**Work to be completed**
Rewrite the records from the line containing "of the rocky" through the end of the records, both included. Keep every line, including each instruction with its sample points unchanged, but multiply each answer coordinate by 0.3 and round it to a whole number, with halves rounding up.

**Data provided**

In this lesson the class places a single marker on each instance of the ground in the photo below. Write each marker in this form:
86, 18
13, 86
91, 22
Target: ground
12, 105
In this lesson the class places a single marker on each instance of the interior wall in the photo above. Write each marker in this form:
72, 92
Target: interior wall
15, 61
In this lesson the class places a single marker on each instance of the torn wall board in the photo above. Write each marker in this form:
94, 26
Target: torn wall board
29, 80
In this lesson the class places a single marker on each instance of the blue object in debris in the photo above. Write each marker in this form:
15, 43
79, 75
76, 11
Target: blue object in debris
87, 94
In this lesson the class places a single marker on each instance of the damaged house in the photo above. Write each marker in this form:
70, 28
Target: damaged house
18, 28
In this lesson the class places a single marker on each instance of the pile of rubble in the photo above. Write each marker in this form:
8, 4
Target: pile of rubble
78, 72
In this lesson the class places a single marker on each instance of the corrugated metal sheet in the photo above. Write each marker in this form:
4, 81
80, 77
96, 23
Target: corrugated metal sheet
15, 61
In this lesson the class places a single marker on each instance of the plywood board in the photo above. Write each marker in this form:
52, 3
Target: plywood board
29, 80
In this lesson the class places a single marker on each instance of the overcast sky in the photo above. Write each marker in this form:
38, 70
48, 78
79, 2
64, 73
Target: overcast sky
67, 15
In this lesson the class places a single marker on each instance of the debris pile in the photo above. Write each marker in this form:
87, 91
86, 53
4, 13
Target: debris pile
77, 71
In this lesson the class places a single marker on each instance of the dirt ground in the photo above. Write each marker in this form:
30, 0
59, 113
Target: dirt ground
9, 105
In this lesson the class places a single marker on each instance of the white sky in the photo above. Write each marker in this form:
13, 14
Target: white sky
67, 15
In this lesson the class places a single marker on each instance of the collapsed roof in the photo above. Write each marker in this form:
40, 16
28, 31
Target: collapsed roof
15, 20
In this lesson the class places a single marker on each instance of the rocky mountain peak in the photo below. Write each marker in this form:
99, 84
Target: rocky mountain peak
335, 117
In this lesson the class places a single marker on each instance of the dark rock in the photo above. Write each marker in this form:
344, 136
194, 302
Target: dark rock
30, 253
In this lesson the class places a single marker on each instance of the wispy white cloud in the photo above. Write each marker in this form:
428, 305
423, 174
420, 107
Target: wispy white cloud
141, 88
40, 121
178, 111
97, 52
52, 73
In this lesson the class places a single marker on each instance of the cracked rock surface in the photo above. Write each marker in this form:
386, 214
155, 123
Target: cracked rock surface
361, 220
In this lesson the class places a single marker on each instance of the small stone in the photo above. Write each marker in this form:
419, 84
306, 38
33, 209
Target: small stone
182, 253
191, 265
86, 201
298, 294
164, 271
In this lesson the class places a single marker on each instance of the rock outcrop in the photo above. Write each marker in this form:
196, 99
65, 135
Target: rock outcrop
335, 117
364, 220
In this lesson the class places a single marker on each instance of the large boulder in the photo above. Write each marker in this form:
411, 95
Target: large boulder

**Expected answer**
In this lesson the class places a single marker on each instance of the rocky mountain peak in the photo below. Write each marker in this form:
99, 84
Target: rocky mountain peak
101, 35
In this lesson the class places a single marker on each instance of the dark rock in the photo above. Write each marker in this form:
344, 136
194, 302
Target: dark rock
9, 76
In this lesson the class places a single marker on each instance of the wispy white cloud in the photo above. Write each marker in this form:
428, 305
423, 174
420, 107
Target: wispy white cloud
42, 26
12, 36
53, 33
29, 16
16, 22
In this lesson the class places a single marker on each instance of the cracked rock surface in the photo above. Write each marker in this form:
386, 214
155, 123
Target: cracked rock surface
108, 66
In this lesson the class places a single marker on each instance of the small stone in the photo above. Write each marker in this form:
419, 84
306, 38
33, 209
Target: small stone
55, 76
57, 80
26, 60
89, 88
49, 81
In this lesson the class places a single marker on each instance of the rock outcrop in the photo above. Write each marker in this form:
196, 99
65, 135
Target: rock outcrop
101, 35
109, 66
In this lesson the class places a single marker on each instance of the large boulder in the photo above. Write each marker in this form:
411, 95
Target: large boulder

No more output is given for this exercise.